TASK INSTRUCTIONS. Count how many lines in the records below contain the string "ocean", with case significant, and reply with that number alone.

-- Start --

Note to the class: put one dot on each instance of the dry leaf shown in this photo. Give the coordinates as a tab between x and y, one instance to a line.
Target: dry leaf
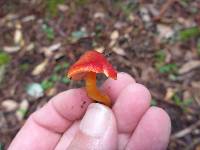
114	35
11	49
189	66
40	68
119	51
9	105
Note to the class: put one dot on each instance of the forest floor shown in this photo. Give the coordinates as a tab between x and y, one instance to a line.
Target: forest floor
157	42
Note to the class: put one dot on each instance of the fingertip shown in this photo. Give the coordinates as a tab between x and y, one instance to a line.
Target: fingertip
72	103
114	87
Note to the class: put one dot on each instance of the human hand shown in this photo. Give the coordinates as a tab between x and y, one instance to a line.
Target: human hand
69	121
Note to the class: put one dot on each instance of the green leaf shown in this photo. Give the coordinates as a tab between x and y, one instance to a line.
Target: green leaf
189	33
52	6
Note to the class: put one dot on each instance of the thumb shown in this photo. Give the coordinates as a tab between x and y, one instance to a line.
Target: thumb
97	130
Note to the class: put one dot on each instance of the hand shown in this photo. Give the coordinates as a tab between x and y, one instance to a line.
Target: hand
70	121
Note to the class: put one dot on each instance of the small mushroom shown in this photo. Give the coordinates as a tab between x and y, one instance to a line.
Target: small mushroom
91	63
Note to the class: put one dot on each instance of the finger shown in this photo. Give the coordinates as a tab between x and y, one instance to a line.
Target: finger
130	106
152	132
97	130
50	121
68	136
114	87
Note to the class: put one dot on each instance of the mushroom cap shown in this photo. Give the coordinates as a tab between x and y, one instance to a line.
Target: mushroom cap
91	61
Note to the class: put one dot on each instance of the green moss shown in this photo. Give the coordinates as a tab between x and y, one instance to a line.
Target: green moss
51	6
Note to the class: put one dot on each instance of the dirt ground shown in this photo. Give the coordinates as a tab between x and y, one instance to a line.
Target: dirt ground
157	42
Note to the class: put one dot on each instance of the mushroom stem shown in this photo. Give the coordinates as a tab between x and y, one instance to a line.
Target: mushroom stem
92	90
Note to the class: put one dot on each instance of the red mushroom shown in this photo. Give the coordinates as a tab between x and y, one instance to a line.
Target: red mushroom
91	63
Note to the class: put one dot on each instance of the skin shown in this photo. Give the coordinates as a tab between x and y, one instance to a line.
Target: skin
92	90
132	123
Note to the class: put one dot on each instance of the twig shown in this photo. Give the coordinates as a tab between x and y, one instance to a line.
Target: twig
163	9
185	131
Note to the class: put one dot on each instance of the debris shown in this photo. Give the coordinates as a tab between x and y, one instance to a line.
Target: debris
54	47
169	94
99	15
2	72
76	35
119	25
119	51
100	49
164	31
51	92
28	18
40	68
35	90
9	105
145	14
30	47
114	35
18	37
22	110
193	64
11	49
63	7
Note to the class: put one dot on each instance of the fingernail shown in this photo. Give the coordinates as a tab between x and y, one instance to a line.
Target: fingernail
96	120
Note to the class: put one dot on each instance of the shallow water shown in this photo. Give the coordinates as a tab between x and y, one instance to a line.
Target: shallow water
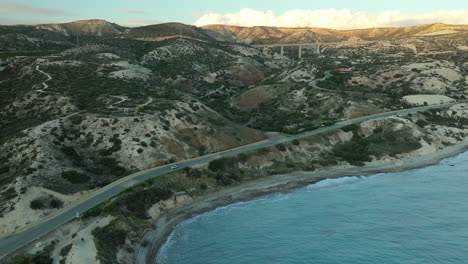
418	216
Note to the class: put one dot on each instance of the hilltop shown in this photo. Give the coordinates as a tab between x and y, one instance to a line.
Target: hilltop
267	35
94	27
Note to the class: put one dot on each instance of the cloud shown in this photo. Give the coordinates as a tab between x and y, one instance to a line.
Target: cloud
132	11
8	7
332	18
138	22
18	21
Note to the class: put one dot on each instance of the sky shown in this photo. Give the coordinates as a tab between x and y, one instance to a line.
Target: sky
339	14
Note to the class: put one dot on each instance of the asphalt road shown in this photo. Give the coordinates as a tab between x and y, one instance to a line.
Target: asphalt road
12	242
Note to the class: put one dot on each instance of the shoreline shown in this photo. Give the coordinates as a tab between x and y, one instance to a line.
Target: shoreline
166	224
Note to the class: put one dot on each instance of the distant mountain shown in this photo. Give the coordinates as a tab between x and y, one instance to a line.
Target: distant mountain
93	27
265	35
171	30
28	38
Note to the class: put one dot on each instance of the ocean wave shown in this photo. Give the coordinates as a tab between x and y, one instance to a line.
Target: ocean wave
334	182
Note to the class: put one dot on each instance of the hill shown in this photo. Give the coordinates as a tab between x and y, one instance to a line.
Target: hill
93	27
267	35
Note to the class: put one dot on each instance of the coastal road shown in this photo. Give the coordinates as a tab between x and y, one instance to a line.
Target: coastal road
33	232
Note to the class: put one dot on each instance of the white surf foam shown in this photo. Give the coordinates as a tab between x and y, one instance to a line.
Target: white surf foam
334	182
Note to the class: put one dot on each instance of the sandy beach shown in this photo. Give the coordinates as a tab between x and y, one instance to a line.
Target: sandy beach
274	184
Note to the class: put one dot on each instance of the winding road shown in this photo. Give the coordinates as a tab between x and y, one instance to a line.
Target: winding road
29	234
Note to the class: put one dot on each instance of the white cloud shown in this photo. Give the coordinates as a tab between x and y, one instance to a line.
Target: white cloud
132	11
332	18
8	7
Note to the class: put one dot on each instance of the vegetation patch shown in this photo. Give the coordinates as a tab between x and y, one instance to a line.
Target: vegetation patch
384	141
75	177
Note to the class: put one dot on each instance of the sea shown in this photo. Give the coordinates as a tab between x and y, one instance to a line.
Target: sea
416	216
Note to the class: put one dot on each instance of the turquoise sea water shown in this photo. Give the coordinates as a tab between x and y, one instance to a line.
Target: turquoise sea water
418	216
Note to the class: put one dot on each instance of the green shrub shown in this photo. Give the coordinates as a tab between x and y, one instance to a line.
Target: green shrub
65	250
75	177
37	204
108	240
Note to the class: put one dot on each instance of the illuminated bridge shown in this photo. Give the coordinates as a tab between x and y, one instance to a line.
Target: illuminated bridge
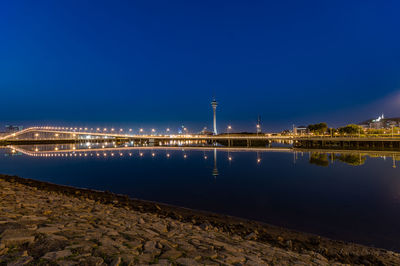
48	135
63	134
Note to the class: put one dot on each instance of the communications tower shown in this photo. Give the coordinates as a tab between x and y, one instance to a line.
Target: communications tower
214	105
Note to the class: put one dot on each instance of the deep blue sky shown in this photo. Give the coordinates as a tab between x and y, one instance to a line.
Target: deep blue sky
157	63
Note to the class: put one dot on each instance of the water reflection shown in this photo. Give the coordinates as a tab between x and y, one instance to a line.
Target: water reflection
322	158
339	194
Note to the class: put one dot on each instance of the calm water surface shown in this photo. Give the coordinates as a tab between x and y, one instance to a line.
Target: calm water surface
349	196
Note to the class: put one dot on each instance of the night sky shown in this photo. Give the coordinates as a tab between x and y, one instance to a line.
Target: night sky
159	63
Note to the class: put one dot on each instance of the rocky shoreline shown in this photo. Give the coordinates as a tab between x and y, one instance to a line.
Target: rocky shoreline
47	224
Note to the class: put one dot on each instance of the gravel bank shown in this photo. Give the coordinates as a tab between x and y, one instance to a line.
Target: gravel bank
47	224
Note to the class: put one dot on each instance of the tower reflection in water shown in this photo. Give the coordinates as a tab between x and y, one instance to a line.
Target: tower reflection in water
322	158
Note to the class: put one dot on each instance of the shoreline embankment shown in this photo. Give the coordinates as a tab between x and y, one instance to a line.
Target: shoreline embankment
48	224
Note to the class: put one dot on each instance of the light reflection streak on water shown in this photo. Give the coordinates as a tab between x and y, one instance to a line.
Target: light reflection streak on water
112	149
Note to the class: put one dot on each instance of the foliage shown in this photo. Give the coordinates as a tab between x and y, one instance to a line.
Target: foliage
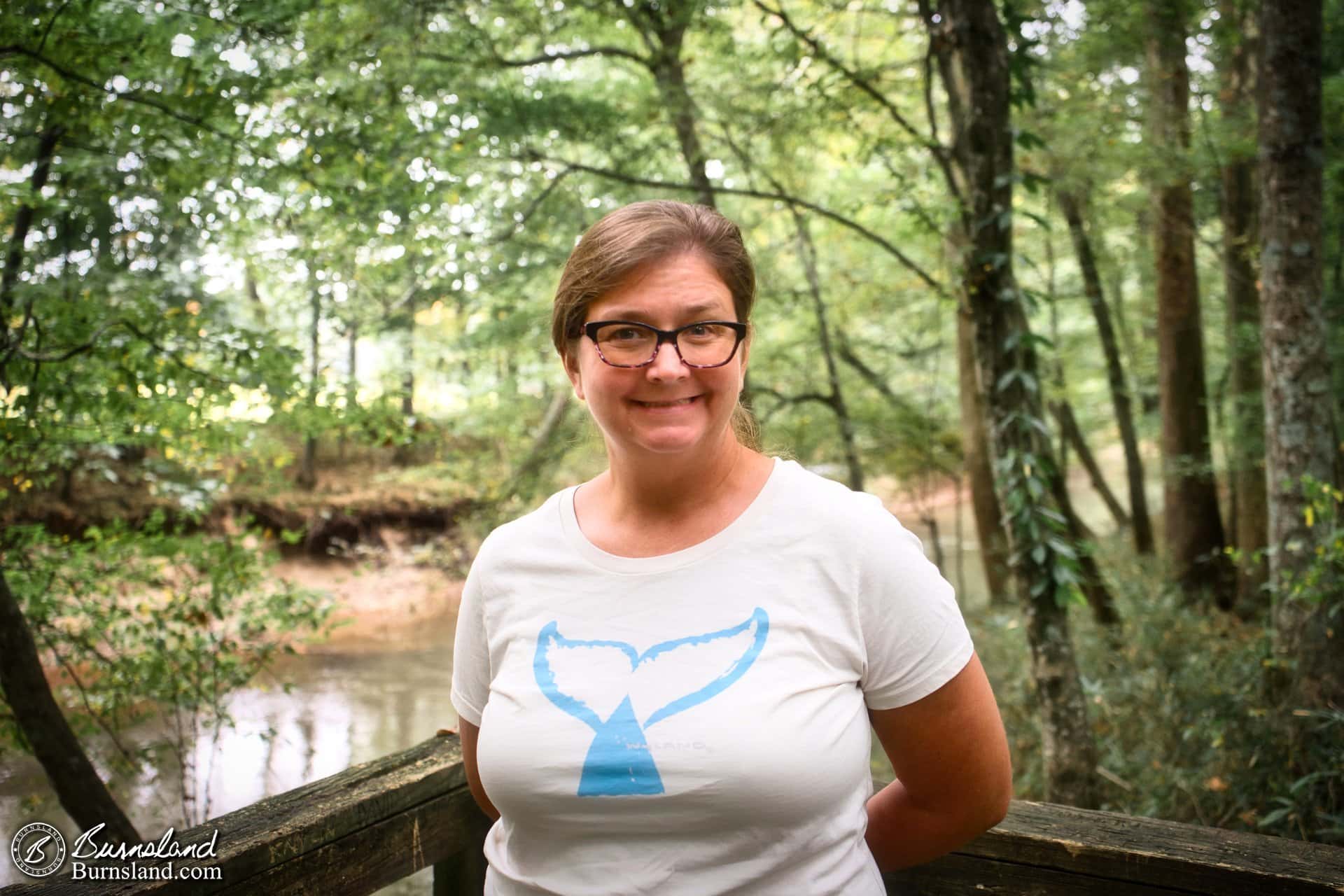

-- End --

FULL ANSWER. 2